▸ **EXERCISE OBJECTIVE**
Write down each entry precisely as given.

** TASK DATA follows **

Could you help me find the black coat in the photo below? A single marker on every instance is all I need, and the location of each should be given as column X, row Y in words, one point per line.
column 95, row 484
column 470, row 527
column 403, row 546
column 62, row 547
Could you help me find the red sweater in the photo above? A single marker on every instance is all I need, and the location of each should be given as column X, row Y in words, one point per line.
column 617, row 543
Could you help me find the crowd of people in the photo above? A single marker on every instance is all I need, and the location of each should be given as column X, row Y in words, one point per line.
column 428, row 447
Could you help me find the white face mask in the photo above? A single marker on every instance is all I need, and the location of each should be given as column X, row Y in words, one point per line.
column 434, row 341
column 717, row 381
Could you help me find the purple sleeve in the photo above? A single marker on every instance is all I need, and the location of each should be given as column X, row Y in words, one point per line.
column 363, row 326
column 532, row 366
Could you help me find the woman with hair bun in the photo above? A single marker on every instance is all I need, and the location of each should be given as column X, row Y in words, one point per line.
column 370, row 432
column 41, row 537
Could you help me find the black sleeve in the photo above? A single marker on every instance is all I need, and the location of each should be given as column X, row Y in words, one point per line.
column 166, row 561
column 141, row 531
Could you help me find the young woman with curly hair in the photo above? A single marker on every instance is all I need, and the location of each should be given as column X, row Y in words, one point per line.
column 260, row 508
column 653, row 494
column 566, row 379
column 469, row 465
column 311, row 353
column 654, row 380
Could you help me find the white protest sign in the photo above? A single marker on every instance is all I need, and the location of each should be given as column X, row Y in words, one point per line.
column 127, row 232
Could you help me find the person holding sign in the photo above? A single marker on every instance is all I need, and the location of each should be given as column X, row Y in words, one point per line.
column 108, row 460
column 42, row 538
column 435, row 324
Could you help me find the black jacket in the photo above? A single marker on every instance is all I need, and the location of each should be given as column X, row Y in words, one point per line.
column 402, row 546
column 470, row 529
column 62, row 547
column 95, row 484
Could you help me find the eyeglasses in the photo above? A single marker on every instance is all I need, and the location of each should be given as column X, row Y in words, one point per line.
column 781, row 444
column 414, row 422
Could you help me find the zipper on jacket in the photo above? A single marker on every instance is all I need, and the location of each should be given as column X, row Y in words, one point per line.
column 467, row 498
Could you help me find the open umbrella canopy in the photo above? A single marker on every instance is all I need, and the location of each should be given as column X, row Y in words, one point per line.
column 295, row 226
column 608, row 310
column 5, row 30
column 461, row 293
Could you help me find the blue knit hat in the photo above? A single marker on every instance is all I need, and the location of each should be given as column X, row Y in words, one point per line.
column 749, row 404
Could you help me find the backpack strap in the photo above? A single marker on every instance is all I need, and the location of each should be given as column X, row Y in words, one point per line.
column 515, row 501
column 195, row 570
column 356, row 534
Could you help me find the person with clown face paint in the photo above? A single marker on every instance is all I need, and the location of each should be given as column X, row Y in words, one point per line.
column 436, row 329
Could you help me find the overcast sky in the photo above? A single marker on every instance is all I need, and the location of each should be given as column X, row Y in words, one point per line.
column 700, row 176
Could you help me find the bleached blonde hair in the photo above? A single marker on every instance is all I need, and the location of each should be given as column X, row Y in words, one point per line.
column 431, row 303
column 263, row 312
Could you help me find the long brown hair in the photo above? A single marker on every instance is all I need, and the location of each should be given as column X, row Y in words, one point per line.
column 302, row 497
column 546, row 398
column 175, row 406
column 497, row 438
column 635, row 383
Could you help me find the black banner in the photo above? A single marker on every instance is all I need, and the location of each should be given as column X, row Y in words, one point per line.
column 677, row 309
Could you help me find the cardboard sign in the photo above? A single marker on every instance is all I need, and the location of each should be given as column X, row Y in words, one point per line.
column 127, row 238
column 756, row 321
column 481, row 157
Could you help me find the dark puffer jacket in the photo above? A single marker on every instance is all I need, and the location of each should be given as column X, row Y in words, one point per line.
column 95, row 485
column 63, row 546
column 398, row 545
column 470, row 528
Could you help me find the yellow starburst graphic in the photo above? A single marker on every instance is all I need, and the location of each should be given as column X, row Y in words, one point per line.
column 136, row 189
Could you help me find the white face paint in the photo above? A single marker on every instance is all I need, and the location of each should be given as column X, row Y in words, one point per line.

** End of TASK DATA **

▸ **SOLUTION TO THIS EXERCISE**
Could you help me find the black coat in the photo below? A single marker on every instance is all I need, and the location of each should be given as column X, row Y in words, one point per line.
column 95, row 484
column 470, row 527
column 403, row 546
column 62, row 547
Could you help me find the red sweater in the photo above? A single marker on every instance is all I need, and the location of each should be given as column X, row Y in words, one point per line.
column 617, row 543
Could you help me find the crowd of people in the photo above? A single marker on every instance is all I need, and the location of each should be given as column X, row Y in words, one point per line.
column 428, row 447
Could you help me find the white face mask in the photo above? A single marker on every instance is all I need, and the location of each should be given as column X, row Y in words, one point per line.
column 434, row 341
column 717, row 381
Could you help me find the purple sleeve in the photo above? A single marker on every instance is all I need, and the location of each should be given as column X, row Y in words, one point per line.
column 363, row 326
column 532, row 366
Could you help me find the woman with hair bun in the photo above? A single marker on every instance is all I need, and the location of each should be given as column X, row Y in words, one point per line.
column 370, row 432
column 41, row 537
Could you help me find the black sleeve in the photo above? A single marker on every instance is all I need, and the location of each should be given as column X, row Y in words, one point per line.
column 166, row 561
column 141, row 531
Could you help me find the young woman with curly hair in the photo above? A single marker on every instance is all I need, and the location of each should be given as column X, row Y in words, one point per line.
column 260, row 508
column 653, row 494
column 566, row 379
column 469, row 465
column 311, row 353
column 654, row 380
Could you help me find the white protest sign in the photo above? A single marker on every instance is all I need, and the location of each should be given as column X, row Y in words, one point per line.
column 127, row 232
Could you help me find the person holding sign in the photo above? A single marker on every instance is all I need, and the location of each should be given as column X, row Y in words, one point per line.
column 108, row 460
column 42, row 538
column 435, row 324
Could you help me find the black jacket in the photo above? A single marker on every instance is all I need, and the location of each should be given as column X, row Y in words, one point per line.
column 402, row 546
column 470, row 529
column 62, row 547
column 95, row 484
Could you help me find the eyeglasses in the photo above? A single marker on every instance is all I need, and the location of each should be given as column X, row Y in words, one point per line.
column 781, row 444
column 414, row 422
Could you help me find the zipper on jacket in the photo above? A single marker on every instance is all I need, and the location of each should be given as column X, row Y in words, one point per line.
column 467, row 498
Could you help me find the open umbrella canopy in the photo above? A single marker on every instance is all I need, and the location of each should be given as column X, row Y in words, one point per line.
column 295, row 226
column 608, row 310
column 5, row 30
column 461, row 293
Could you help me find the blue knit hat in the photo above? A single marker on every instance is all I need, and the location of each should be given as column X, row Y in words, one point per line.
column 749, row 404
Could you help me find the backpack strap in the photo above? A single marker on every instance is all I need, and the location of each should be given as column X, row Y in words, one point per line.
column 515, row 501
column 195, row 570
column 356, row 534
Could you help me find the person with clown face paint in the photo above? A single marker on every instance is all I need, and the location of each should be given as column X, row Y in words, one point per line.
column 436, row 329
Could you help me find the overcast sky in the photo above? A single marker on every instance is all I need, and the location of each should be given as column X, row Y in words, one point per line.
column 700, row 176
Could you help me find the bleached blonde hair in the photo above? A single marker on every instance is all I need, and the location of each should be given as column X, row Y in words, one point per line.
column 431, row 303
column 263, row 312
Could you help me find the long brown hair in the photo above? A single marker on every instance is all I need, and the location of each should be given as column X, row Y in words, one point per line.
column 302, row 497
column 546, row 398
column 175, row 406
column 497, row 438
column 635, row 383
Could you help me find the black banner in the photo above? A single marker on every instance is all I need, and the location of each should be given as column X, row Y in words, one point per line.
column 677, row 309
Could you help me find the cardboard sign in the photo above? A single marker on every instance is all I need, and the location of each should be given as column X, row Y in words, one point per line.
column 127, row 238
column 756, row 321
column 481, row 157
Could you help me find the dark puffer jacket in the photo above? A single marker on every instance is all I need, and the location of each should be given as column X, row Y in words, one point per line.
column 95, row 485
column 63, row 546
column 398, row 545
column 470, row 528
Could you help me find the yellow starburst graphic in the photo above? A single marker on every instance is all I need, and the location of each should be given as column X, row Y in words, one point per line.
column 136, row 189
Could you help me find the white face paint in the photo above? A single marker on every instance is all I need, and the location of each should be given as column X, row Y in words, one point per line.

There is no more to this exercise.